_TEXTO DE ESTUDO_
⁂

Do vírus à extrema direita, o artista entendeu que o álbum deveria deixar-se invadir pelo momento atual. Anterior à pandemia, "Sereia", com letra de Arnaldo Antunes, ficou ainda mais expressiva em sua descrição de uma doença inominada atravessando o corpo.

Outro comentário da vida corrente aparece em "Estranha Religião". As teias do consumo são urdidas com percussão e beat eletrônico —"Cada minuto produz um produto/ Pra te consumir/ Pra distrair e somar/ Sem se consumar/ E sumir". Na canção babélica, Zahy Guajajara gargalha e improvisa cantos em ze’eng eté, língua do povo tenetehára-guajajara. Um contraponto de estranheza.

"Não tem nada que, ao existir e se mostrar, não vire imediatamente mercadoria. O que a música está dizendo é que essa espécie de transformação de tudo em mercadoria é uma espécie de religião, como se fosse a transubstanciação da hóstia, que encarna o corpo divino. Aqui é o contrário. Qualquer coisa que se apresente é transubstanciado em mercadoria", compara.

⁂

_DADOS FORNECIDOS_
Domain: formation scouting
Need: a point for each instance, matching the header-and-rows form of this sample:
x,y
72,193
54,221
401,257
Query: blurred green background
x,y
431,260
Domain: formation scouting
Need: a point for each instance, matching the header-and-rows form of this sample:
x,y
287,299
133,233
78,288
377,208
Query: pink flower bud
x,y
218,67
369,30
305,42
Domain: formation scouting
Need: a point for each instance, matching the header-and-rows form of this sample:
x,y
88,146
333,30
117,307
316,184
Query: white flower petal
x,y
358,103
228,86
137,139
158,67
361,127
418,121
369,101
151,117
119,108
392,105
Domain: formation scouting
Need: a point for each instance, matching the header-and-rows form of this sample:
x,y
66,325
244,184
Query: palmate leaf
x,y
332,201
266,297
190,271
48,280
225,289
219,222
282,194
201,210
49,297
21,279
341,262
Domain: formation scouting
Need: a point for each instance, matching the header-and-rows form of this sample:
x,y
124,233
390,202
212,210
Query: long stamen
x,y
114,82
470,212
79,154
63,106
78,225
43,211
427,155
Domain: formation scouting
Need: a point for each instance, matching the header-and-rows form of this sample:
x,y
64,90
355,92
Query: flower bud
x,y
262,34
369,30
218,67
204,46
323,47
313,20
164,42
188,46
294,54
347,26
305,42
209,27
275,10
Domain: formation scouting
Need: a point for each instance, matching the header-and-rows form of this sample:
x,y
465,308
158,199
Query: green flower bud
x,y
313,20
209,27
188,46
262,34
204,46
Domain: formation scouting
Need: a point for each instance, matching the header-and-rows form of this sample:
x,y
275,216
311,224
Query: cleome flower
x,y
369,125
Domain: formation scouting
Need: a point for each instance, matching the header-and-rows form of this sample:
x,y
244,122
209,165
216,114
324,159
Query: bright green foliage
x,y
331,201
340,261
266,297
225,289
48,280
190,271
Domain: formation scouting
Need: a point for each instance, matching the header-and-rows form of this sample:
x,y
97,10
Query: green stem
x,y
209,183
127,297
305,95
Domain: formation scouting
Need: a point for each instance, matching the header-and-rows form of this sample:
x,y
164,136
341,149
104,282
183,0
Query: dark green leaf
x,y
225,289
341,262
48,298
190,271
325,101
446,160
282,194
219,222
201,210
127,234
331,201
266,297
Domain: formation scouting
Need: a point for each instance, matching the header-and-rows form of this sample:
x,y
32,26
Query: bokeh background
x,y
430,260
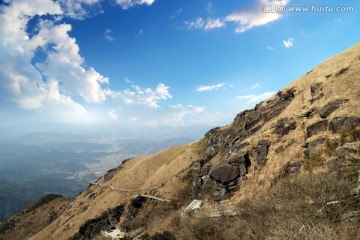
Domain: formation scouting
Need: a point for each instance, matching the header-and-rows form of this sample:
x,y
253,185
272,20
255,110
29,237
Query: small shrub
x,y
330,147
315,160
7,226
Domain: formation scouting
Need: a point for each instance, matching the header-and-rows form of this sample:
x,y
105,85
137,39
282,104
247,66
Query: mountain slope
x,y
312,125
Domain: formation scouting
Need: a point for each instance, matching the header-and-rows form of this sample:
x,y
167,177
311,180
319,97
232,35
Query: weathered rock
x,y
283,126
309,113
332,163
222,194
241,117
342,123
315,128
262,151
240,159
204,170
243,170
196,166
331,107
311,147
345,151
295,167
212,132
252,119
210,152
315,88
224,173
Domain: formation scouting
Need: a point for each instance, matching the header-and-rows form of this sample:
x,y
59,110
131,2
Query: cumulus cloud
x,y
214,23
112,114
144,96
246,19
57,79
80,9
256,98
126,4
208,24
209,87
107,35
288,43
255,86
197,23
255,16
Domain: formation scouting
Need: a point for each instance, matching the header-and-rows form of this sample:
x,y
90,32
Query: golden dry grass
x,y
161,171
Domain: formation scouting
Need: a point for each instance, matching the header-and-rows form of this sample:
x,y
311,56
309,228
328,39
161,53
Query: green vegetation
x,y
309,206
7,226
42,201
315,160
165,235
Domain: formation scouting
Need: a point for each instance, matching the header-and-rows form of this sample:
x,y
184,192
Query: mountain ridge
x,y
311,126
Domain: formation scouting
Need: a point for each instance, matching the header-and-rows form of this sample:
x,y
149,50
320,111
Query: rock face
x,y
224,173
284,126
331,107
311,147
341,123
315,88
315,128
262,151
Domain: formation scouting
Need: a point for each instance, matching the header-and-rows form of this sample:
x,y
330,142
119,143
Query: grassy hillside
x,y
286,169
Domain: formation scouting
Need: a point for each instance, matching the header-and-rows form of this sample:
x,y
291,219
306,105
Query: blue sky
x,y
157,62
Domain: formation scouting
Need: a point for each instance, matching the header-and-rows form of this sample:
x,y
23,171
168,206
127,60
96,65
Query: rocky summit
x,y
287,169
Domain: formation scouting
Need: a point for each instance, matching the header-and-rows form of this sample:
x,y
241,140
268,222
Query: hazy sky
x,y
157,62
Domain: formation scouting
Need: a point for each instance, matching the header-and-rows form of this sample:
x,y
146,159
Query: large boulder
x,y
224,173
342,123
317,127
331,107
311,147
262,151
315,88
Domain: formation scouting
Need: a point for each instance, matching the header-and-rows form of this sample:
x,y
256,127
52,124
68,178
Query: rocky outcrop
x,y
309,113
315,88
342,123
92,227
261,152
224,173
311,147
315,128
331,107
284,126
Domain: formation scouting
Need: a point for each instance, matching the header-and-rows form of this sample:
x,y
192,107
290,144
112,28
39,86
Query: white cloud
x,y
209,7
107,35
80,9
52,83
245,19
210,87
126,4
198,23
144,96
128,80
255,86
112,114
208,24
214,23
288,43
256,98
255,17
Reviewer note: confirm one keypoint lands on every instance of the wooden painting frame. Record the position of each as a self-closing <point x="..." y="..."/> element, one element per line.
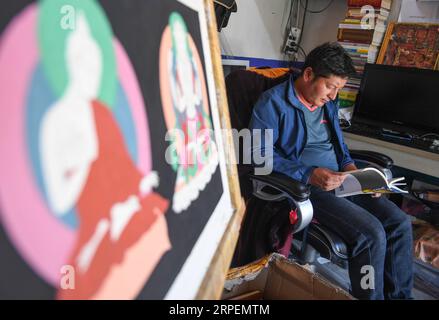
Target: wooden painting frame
<point x="391" y="44"/>
<point x="102" y="27"/>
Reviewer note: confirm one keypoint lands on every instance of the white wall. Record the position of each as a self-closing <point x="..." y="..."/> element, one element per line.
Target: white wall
<point x="256" y="30"/>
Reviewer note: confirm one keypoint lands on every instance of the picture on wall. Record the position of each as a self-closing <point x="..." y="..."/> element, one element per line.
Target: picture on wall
<point x="413" y="45"/>
<point x="113" y="182"/>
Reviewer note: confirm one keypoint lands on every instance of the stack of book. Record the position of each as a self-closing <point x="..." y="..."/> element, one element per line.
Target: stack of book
<point x="361" y="34"/>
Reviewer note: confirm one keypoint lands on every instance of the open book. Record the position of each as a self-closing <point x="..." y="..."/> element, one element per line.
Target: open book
<point x="368" y="180"/>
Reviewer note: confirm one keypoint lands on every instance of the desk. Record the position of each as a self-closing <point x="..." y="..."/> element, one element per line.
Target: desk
<point x="403" y="156"/>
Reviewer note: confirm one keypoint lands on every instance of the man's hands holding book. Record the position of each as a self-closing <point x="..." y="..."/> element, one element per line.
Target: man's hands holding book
<point x="326" y="179"/>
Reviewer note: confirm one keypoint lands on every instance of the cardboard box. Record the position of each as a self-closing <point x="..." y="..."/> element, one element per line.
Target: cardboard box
<point x="277" y="278"/>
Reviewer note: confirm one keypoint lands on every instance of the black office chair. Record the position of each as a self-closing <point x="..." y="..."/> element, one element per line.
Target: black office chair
<point x="278" y="206"/>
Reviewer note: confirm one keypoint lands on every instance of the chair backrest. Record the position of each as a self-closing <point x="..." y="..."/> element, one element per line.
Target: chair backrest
<point x="266" y="225"/>
<point x="244" y="87"/>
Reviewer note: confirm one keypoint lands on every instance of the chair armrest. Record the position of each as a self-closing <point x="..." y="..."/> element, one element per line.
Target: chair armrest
<point x="372" y="157"/>
<point x="283" y="187"/>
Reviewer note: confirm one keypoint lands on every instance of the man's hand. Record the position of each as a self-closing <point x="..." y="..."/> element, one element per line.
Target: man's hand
<point x="326" y="179"/>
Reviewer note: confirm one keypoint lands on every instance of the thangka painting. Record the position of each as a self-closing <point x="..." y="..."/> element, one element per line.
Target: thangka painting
<point x="112" y="174"/>
<point x="411" y="45"/>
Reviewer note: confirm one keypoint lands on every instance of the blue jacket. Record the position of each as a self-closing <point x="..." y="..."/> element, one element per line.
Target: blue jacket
<point x="277" y="109"/>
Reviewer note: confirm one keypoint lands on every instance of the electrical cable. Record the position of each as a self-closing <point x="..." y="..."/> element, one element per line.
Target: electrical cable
<point x="317" y="11"/>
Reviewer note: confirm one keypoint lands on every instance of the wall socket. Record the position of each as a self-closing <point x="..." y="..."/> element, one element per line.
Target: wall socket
<point x="292" y="41"/>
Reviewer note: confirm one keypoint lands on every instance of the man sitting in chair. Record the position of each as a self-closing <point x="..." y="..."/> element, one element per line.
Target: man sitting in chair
<point x="308" y="146"/>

⁂

_A FAZER_
• A. No texto de estudo, reescreva o trecho de "Do vírus à extrema" até "contraponto de estranheza.", trocando "percussão" por "bateria".
• B. Transforme em lista o parágrafo do texto de estudo que começa com "Outro comentário da vida corrente", mantendo os fatos principais.
Este material tem origem em outra fonte.

_RESPOSTAS_
• A.
Do vírus à extrema direita, o artista entendeu que o álbum deveria deixar-se invadir pelo momento atual. Anterior à pandemia, "Sereia", com letra de Arnaldo Antunes, ficou ainda mais expressiva em sua descrição de uma doença inominada atravessando o corpo.

Outro comentário da vida corrente aparece em "Estranha Religião". As teias do consumo são urdidas com bateria e beat eletrônico —"Cada minuto produz um produto/ Pra te consumir/ Pra distrair e somar/ Sem se consumar/ E sumir". Na canção babélica, Zahy Guajajara gargalha e improvisa cantos em ze’eng eté, língua do povo tenetehára-guajajara. Um contraponto de estranheza.

• B.
- "Estranha Religião" traz outro comentário da vida corrente.
- A canção urde as teias do consumo com percussão e beat eletrônico, com os versos "Cada minuto produz um produto/ Pra te consumir/ Pra distrair e somar/ Sem se consumar/ E sumir".
- Na canção babélica, Zahy Guajajara gargalha e improvisa cantos em ze’eng eté, língua do povo tenetehára-guajajara.
- Isso cria um contraponto de estranheza.